Stored items from a collection
Content starts

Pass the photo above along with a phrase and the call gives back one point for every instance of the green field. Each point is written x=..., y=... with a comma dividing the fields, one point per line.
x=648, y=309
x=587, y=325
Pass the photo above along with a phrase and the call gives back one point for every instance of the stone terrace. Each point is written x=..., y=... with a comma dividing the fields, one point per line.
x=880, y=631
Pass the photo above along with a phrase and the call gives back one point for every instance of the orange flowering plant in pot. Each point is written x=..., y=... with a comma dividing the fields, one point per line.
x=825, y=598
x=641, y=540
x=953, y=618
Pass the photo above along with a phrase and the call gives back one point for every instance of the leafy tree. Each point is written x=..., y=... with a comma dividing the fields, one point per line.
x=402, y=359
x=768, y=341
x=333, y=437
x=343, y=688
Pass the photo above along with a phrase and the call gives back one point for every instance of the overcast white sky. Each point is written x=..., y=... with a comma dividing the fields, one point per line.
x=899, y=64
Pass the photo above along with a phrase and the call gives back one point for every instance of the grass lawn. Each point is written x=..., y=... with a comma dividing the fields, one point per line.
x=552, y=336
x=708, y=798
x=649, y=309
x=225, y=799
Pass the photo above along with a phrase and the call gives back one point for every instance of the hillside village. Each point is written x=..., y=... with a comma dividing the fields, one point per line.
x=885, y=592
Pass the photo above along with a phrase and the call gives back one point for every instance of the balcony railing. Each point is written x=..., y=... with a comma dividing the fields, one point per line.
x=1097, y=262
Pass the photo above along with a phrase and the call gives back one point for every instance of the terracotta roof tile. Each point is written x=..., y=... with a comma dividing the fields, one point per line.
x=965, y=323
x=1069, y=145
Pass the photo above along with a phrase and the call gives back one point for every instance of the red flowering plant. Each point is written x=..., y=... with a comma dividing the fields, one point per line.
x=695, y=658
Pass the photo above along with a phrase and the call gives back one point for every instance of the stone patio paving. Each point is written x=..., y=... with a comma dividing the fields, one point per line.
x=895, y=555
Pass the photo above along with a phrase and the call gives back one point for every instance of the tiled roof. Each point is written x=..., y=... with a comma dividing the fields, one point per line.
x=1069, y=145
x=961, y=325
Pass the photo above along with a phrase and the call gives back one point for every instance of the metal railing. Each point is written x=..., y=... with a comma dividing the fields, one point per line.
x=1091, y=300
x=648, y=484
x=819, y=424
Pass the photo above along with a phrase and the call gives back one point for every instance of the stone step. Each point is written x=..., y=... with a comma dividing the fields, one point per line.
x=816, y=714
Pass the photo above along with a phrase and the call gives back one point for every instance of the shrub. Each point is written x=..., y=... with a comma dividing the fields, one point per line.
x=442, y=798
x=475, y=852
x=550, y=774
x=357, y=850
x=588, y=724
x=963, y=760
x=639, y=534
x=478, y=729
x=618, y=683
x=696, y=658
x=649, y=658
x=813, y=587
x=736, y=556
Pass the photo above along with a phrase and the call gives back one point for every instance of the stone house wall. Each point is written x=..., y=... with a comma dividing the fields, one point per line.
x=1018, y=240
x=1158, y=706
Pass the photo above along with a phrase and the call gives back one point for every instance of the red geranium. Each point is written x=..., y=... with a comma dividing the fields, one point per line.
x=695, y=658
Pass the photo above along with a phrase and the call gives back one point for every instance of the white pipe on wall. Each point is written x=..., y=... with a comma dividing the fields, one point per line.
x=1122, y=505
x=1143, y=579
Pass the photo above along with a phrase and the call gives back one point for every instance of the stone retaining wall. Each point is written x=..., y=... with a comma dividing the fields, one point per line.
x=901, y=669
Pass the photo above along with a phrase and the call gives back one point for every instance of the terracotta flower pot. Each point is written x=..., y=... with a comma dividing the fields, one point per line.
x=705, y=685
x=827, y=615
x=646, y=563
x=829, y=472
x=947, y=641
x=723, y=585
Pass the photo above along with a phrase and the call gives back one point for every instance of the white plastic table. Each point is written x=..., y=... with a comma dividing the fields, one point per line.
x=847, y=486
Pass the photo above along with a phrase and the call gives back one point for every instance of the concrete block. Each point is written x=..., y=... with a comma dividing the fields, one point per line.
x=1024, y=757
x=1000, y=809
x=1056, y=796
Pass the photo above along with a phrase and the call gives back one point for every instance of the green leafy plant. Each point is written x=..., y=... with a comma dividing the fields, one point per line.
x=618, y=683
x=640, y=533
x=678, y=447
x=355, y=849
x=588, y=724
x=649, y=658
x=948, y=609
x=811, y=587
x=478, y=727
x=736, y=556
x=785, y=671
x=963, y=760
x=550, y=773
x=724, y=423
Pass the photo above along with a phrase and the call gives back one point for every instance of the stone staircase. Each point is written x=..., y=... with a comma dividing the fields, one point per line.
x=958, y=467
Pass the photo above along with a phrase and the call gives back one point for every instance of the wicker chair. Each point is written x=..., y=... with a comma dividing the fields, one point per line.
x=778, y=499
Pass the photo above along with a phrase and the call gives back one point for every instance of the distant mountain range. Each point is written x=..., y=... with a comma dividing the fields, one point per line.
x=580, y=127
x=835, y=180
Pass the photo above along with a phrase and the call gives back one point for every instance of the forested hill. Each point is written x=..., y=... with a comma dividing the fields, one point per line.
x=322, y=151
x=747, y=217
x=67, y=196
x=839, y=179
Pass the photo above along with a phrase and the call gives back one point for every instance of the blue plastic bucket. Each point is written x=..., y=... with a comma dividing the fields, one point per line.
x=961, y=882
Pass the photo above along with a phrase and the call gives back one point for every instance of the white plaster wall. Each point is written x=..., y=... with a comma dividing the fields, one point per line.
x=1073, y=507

Content ends

▶ **Assigned task**: Make an exact transcription of the entries.

▶ **Answer to this task**:
Pass the photo above along with a phrase and the call gives back one point for every instance of the green field. Each point is written x=..., y=... with a comma dividing the fields, one point per line.
x=648, y=309
x=587, y=325
Pass the photo above along with a phrase and the call gives back one point for every instance of the stone terrace. Each point is written x=..., y=... with a comma dividing the fields, one point per line.
x=880, y=631
Pass the photo above along with a phrase and the call gives back one point for every instance of the orange flowering plant in pot. Each point is written x=..., y=... with a comma dividing the fields, one point per line.
x=825, y=598
x=641, y=540
x=953, y=618
Pass the photo above along with a phrase and the call gives back one point for every instance of the leafy tree. Each point is written x=..., y=... with a comma dividing the fields, one point per line.
x=402, y=359
x=768, y=341
x=333, y=437
x=343, y=688
Pass the photo above along with a phrase and the call gives back one point for every instance of the overcast white sky. Each point is written x=..., y=... with a comma dividing the fields, one point per line.
x=899, y=64
Pass the photo above along with a phrase and the call gives back one point for every instance of the grass lawn. Each point is written x=..., y=... with a comma dividing the fields, one point per line.
x=552, y=336
x=708, y=798
x=649, y=309
x=225, y=799
Pass the photo above along with a phrase and the call gives back one point for every instance of the hillside village. Each point is written x=..., y=... with a comma dividing the fields, one point per line.
x=885, y=592
Pass the photo above along with a phrase and the call gives back one point for every instance of the balcony railing. Each point is written x=..., y=... with a comma dividing the fields, one point per line.
x=1097, y=262
Pass the photo above along with a phrase and the call gives back one point for every instance of the terracotta roof tile. Each point is written x=..., y=... with a comma dividing the fields, one point per line.
x=965, y=323
x=1069, y=145
Pass the photo above along with a phrase and the call gives back one point for every instance of the red flowering plant. Each point is written x=..., y=... with a comma dividing the fields, one point per line.
x=695, y=658
Pass the photo above along with a phrase and the call gives back one point for every instance of the stone patio paving. Each point is written x=..., y=... with a comma dividing the fields, one point per line.
x=895, y=555
Pass the photo above along with a phrase and the call gives back one point for every instance of the tiled roof. Each point is written x=..., y=... with a comma dividing the fields, one point per line.
x=1069, y=145
x=961, y=325
Pass the photo above along with a phrase and the call gives back one point for every instance of the metal railing. Each point is written x=..., y=... with a comma dividing the fields, one point per line.
x=1091, y=300
x=648, y=484
x=819, y=424
Pass the photo above along with a phrase and the call gives back one point for every instance of the stone step. Each point is written x=..., y=... with a comma dividing the fields, one point per line.
x=816, y=714
Pass the photo above along with a phrase and the call gives back one point for every instance of the shrub. Each point is written x=..., y=... with a comma dividing the fields, one point per line.
x=442, y=798
x=475, y=852
x=550, y=774
x=357, y=850
x=588, y=724
x=963, y=760
x=639, y=534
x=478, y=729
x=618, y=683
x=696, y=658
x=649, y=658
x=813, y=587
x=736, y=556
Pass the photo above along with a phrase and the call gives back one point for every instance of the stone house wall. Each point is written x=..., y=... with a comma dividing the fields, one point per line.
x=1018, y=240
x=1158, y=706
Pass the photo above along with a phrase and the call gives back one point for every instance of the red geranium. Each point is written x=..., y=... with a comma dividing the fields, one point per line.
x=695, y=658
Pass the photo above along with a phrase and the call gives back one point for every instance of the white pipe on wall. Each point is written x=..., y=... with a comma dividing the fields, one point per line.
x=1122, y=505
x=1143, y=579
Pass the photo above along with a phrase and the call gives back one point for every instance of the stone retaining wall. Each point is written x=..., y=... with a comma dividing the fields, one point per line.
x=901, y=669
Pass the photo above along with a phrase and the call gives back one point for every instance of the terracotta flower pot. Each point is written x=..., y=... with a comma dividing the fields, one point per line.
x=705, y=685
x=827, y=615
x=646, y=563
x=829, y=472
x=947, y=641
x=723, y=585
Pass the photo above along with a phrase and the call gives back one point for every instance of the white plastic table. Each point is written x=..., y=... with a comma dividing the fields, one point per line.
x=847, y=486
Pass the photo above along with a phrase and the call gives back one point for every instance of the concrete block. Each point is written x=..., y=... with a comma dividing the fields, one point per line.
x=1024, y=757
x=1000, y=809
x=1056, y=796
Pass the photo above along with a phrase and the call gives back one point for every instance of the green leafy plant. Each point is written x=..., y=... with a comma dividing the fields, one point per line.
x=618, y=683
x=640, y=533
x=678, y=447
x=355, y=849
x=588, y=724
x=649, y=658
x=948, y=609
x=811, y=587
x=478, y=727
x=736, y=556
x=785, y=671
x=963, y=760
x=550, y=773
x=724, y=423
Pass the photo above along with a phrase and the call gives back one point for every instance of the stone staircase. Each point is written x=..., y=... with a comma dividing the fields, one point per line.
x=958, y=467
Pass the photo above along with a phrase and the call gives back one point for every instance of the wicker chair. Each point is written x=..., y=... with a comma dividing the fields, one point per line.
x=778, y=499
Pass the photo above along with a phrase and the call gives back one point for every instance of the distant mountain range. Each point is written x=..., y=... with a comma dividing the fields, one point per line.
x=580, y=127
x=835, y=180
Pass the photo above along with a phrase and the call gives back one point for every instance of the forested hill. Each point is written x=..., y=... with a comma dividing the fields, one point per line.
x=322, y=151
x=747, y=217
x=67, y=196
x=839, y=179
Pass the photo above along with a phrase and the call gives back one point for every instance of the blue plastic bucket. Each point is written x=..., y=... with a comma dividing the fields, one point per line.
x=961, y=882
Pass the photo above along with a phrase and the call gives back one point for every instance of the white plaster wall. Each point is written x=..., y=... with a comma dividing the fields, one point per line.
x=1073, y=507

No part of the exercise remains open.